Stored items:
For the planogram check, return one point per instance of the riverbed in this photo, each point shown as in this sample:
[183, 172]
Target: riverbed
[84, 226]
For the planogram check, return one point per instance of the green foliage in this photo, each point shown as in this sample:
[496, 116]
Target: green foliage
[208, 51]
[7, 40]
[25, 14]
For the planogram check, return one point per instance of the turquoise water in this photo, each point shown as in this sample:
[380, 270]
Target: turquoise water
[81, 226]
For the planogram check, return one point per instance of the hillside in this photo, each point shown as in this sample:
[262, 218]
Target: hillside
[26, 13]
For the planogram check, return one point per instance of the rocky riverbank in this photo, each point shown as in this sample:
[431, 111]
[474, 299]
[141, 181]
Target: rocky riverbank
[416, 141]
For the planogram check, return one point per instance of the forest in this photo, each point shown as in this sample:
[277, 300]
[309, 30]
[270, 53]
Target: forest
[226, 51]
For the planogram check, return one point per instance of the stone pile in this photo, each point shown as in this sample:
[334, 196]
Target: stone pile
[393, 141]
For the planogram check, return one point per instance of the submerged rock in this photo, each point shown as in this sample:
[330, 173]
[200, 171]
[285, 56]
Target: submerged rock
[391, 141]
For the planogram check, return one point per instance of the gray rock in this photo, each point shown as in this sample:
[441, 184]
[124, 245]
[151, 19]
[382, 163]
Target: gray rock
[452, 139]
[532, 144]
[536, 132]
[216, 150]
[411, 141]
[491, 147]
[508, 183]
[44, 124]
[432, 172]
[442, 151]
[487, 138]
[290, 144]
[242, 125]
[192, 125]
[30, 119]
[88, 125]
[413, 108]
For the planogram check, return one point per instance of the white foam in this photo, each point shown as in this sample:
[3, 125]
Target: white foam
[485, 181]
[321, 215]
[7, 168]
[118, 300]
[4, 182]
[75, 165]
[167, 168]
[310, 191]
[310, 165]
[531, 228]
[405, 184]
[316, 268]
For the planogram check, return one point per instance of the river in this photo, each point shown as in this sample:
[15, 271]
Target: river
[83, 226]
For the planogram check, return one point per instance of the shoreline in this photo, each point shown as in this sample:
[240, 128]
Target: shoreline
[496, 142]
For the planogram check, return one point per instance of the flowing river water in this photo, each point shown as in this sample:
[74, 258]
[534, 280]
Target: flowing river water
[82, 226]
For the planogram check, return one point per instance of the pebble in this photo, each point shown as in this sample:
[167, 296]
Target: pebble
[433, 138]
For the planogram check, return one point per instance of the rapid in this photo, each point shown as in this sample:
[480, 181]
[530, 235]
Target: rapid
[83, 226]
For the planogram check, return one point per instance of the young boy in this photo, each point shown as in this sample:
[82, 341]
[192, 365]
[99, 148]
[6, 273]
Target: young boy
--
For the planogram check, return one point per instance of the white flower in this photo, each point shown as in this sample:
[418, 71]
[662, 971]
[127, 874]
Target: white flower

» Aim
Please find each line in the data above that contains the word "rapid" and copy those lines out. Treat uppercase and lowercase as different.

» Response
For the planogram check, return one point per instance of the rapid in this photo, each point shown as in this sample:
Target: rapid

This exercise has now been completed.